**Task brief**
Give the following records again in full and without alteration.

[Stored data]
:::

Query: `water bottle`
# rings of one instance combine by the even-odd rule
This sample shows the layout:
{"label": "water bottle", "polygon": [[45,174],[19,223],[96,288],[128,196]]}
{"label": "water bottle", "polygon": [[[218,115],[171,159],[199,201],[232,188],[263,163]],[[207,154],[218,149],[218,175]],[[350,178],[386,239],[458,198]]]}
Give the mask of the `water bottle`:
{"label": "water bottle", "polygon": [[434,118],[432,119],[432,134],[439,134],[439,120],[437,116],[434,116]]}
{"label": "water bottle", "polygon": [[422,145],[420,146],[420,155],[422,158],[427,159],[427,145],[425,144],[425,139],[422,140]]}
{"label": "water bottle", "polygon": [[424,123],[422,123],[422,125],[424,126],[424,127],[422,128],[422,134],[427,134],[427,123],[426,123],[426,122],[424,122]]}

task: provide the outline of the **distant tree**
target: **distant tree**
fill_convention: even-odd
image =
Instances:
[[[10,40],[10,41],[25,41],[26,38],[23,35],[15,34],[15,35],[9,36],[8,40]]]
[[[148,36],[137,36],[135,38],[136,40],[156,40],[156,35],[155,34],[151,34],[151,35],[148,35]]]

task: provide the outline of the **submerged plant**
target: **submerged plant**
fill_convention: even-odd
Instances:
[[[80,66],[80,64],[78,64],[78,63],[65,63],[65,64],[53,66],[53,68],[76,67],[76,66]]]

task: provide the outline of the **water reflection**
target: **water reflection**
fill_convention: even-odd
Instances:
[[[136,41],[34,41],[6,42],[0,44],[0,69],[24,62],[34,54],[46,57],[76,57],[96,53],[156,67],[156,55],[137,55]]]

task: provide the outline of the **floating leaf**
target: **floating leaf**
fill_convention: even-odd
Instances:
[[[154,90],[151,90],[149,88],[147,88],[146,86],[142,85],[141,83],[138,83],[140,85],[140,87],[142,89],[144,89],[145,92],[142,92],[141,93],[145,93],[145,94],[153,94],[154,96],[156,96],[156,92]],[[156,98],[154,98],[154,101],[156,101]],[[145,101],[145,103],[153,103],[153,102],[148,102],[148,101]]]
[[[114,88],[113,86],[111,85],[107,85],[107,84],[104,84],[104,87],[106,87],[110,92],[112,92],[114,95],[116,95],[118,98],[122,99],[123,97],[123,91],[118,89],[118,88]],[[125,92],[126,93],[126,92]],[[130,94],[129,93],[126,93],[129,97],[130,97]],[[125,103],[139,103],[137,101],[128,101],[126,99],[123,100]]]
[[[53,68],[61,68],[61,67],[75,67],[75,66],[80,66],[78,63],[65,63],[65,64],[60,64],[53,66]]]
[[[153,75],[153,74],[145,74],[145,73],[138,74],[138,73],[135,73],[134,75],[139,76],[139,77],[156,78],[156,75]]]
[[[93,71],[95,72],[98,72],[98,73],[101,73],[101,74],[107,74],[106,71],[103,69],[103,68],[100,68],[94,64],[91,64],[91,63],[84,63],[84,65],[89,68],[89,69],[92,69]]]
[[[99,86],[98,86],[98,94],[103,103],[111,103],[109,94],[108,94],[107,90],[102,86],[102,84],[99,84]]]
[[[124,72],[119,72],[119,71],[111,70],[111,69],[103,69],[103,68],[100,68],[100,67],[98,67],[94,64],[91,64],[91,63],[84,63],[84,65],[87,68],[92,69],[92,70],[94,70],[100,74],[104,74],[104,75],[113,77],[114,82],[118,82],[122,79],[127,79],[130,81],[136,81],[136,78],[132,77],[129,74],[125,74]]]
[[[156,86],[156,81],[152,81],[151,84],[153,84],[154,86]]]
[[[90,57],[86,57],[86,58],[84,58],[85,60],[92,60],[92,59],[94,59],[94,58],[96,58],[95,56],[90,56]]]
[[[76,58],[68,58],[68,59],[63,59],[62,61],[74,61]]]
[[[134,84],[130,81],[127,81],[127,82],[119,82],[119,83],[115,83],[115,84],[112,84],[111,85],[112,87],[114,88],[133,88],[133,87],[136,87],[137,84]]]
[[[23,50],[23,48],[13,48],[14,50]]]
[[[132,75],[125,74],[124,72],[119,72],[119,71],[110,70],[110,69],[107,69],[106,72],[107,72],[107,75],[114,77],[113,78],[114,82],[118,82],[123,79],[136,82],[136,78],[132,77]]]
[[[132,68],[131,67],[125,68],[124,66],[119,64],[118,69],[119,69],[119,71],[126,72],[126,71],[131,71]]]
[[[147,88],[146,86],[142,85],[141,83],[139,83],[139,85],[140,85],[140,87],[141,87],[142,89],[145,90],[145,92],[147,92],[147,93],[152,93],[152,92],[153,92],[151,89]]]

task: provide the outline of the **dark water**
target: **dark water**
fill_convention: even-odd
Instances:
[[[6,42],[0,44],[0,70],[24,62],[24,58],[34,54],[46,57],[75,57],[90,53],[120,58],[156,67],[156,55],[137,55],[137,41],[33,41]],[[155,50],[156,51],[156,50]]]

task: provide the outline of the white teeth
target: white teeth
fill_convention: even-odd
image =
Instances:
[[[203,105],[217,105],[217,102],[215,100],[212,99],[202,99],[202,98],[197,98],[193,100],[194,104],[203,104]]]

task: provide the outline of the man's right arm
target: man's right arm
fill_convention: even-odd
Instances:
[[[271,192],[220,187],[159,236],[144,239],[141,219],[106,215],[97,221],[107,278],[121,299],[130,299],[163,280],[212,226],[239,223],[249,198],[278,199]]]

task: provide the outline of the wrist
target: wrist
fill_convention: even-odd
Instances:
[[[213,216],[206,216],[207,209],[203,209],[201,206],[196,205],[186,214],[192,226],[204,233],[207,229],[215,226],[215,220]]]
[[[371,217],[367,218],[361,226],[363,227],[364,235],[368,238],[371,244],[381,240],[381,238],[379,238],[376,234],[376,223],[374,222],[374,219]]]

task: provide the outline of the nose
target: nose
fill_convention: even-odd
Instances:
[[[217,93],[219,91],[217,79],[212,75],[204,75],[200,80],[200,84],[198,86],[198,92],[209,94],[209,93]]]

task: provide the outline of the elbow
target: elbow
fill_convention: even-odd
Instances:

:::

**Reply**
Query: `water bottle`
# rings of one instance combine by the even-odd rule
This sample shows the layout:
{"label": "water bottle", "polygon": [[45,174],[19,223],[96,288],[128,196]]}
{"label": "water bottle", "polygon": [[[218,115],[171,159],[199,201],[232,188],[263,163]],[[207,154],[218,149],[218,175]],[[350,178],[386,239],[458,198]]]}
Give the mask of the `water bottle`:
{"label": "water bottle", "polygon": [[434,118],[432,119],[432,134],[439,134],[439,120],[437,116],[434,116]]}
{"label": "water bottle", "polygon": [[422,145],[420,146],[420,155],[422,158],[427,159],[427,145],[425,144],[425,139],[422,140]]}
{"label": "water bottle", "polygon": [[424,123],[422,123],[422,125],[424,126],[424,127],[422,128],[422,134],[427,134],[427,123],[426,123],[426,122],[424,122]]}

task: provide the outline of the **distant tree**
target: **distant tree**
fill_convention: even-odd
image =
Instances:
[[[10,40],[10,41],[25,41],[26,38],[23,35],[15,34],[15,35],[9,36],[8,40]]]
[[[148,36],[137,36],[135,38],[136,40],[156,40],[156,35],[155,34],[151,34],[151,35],[148,35]]]

task: provide the outline of the **submerged plant**
target: **submerged plant**
fill_convention: even-odd
Instances:
[[[80,66],[80,64],[78,64],[78,63],[65,63],[65,64],[53,66],[53,68],[76,67],[76,66]]]

task: provide the outline of the **water reflection**
target: **water reflection**
fill_convention: even-odd
Instances:
[[[136,41],[34,41],[6,42],[0,44],[0,69],[24,62],[34,54],[46,57],[76,57],[96,53],[156,67],[156,55],[137,55]]]

task: provide the outline of the **floating leaf**
target: **floating leaf**
fill_convention: even-odd
Instances:
[[[154,90],[151,90],[149,88],[147,88],[146,86],[142,85],[141,83],[138,83],[140,85],[140,87],[142,89],[144,89],[145,92],[142,92],[141,93],[145,93],[145,94],[153,94],[154,96],[156,96],[156,92]],[[156,98],[154,98],[154,101],[156,101]],[[145,101],[145,103],[153,103],[153,102],[148,102],[148,101]]]
[[[114,88],[113,86],[111,85],[107,85],[107,84],[104,84],[104,87],[106,87],[110,92],[112,92],[114,95],[116,95],[118,98],[122,99],[123,97],[123,91],[118,89],[118,88]],[[125,92],[126,93],[126,92]],[[130,94],[129,93],[126,93],[129,97],[130,97]],[[125,103],[139,103],[137,101],[128,101],[126,99],[123,100]]]
[[[53,68],[61,68],[61,67],[75,67],[75,66],[80,66],[78,63],[65,63],[65,64],[60,64],[53,66]]]
[[[153,75],[153,74],[145,74],[145,73],[138,74],[138,73],[135,73],[134,75],[139,76],[139,77],[156,78],[156,75]]]
[[[93,71],[95,72],[98,72],[98,73],[101,73],[101,74],[107,74],[106,71],[103,69],[103,68],[100,68],[94,64],[91,64],[91,63],[84,63],[84,65],[89,68],[89,69],[92,69]]]
[[[99,86],[98,86],[98,94],[103,103],[111,103],[109,94],[108,94],[107,90],[102,86],[102,84],[99,84]]]
[[[124,72],[119,72],[119,71],[111,70],[111,69],[103,69],[103,68],[100,68],[100,67],[98,67],[94,64],[91,64],[91,63],[84,63],[84,65],[87,68],[92,69],[92,70],[94,70],[100,74],[104,74],[104,75],[113,77],[114,82],[118,82],[122,79],[127,79],[130,81],[136,81],[136,78],[132,77],[129,74],[125,74]]]
[[[156,86],[156,81],[152,81],[151,84],[153,84],[154,86]]]
[[[90,57],[86,57],[86,58],[84,58],[85,60],[92,60],[92,59],[94,59],[94,58],[96,58],[95,56],[90,56]]]
[[[76,58],[68,58],[68,59],[63,59],[62,61],[74,61]]]
[[[134,84],[130,81],[127,81],[127,82],[119,82],[119,83],[115,83],[115,84],[112,84],[111,85],[112,87],[114,88],[133,88],[133,87],[136,87],[137,84]]]
[[[23,50],[23,48],[13,48],[14,50]]]
[[[132,75],[125,74],[124,72],[119,72],[119,71],[110,70],[110,69],[107,69],[106,72],[107,72],[107,75],[114,77],[113,78],[114,82],[118,82],[123,79],[136,82],[136,78],[132,77]]]
[[[132,68],[131,67],[125,68],[124,66],[119,64],[118,69],[119,69],[119,71],[126,72],[126,71],[131,71]]]
[[[147,88],[146,86],[142,85],[141,83],[139,83],[139,85],[140,85],[140,87],[141,87],[142,89],[145,90],[145,92],[147,92],[147,93],[152,93],[152,92],[153,92],[151,89]]]

task: provide the outline of the **dark water**
target: **dark water**
fill_convention: even-odd
Instances:
[[[6,42],[0,44],[0,70],[24,62],[24,58],[34,54],[46,57],[75,57],[90,53],[120,58],[156,67],[156,55],[137,55],[137,41],[33,41]],[[155,50],[156,51],[156,50]]]

task: provide the outline of the white teeth
target: white teeth
fill_convention: even-odd
image =
Instances:
[[[203,105],[217,105],[217,102],[215,100],[212,99],[202,99],[202,98],[197,98],[193,100],[194,104],[203,104]]]

task: provide the outline of the man's right arm
target: man's right arm
fill_convention: even-odd
Instances:
[[[271,192],[220,187],[159,236],[144,239],[141,219],[106,215],[97,221],[107,278],[121,299],[130,299],[163,280],[212,226],[239,223],[249,198],[278,199]]]

task: provide the outline of the wrist
target: wrist
fill_convention: even-odd
Instances:
[[[213,216],[206,216],[207,209],[203,209],[201,206],[196,205],[186,214],[192,226],[204,233],[207,229],[215,226],[215,220]]]
[[[371,217],[367,218],[361,226],[363,227],[364,235],[368,238],[371,244],[381,240],[381,238],[379,238],[376,234],[376,223],[374,222],[374,219]]]

task: provide the outline of the nose
target: nose
fill_convention: even-odd
Instances:
[[[217,93],[219,91],[217,79],[212,75],[204,75],[200,80],[200,84],[198,86],[198,92],[209,94],[209,93]]]

task: provide the outline of the elbow
target: elbow
fill_convention: even-odd
Instances:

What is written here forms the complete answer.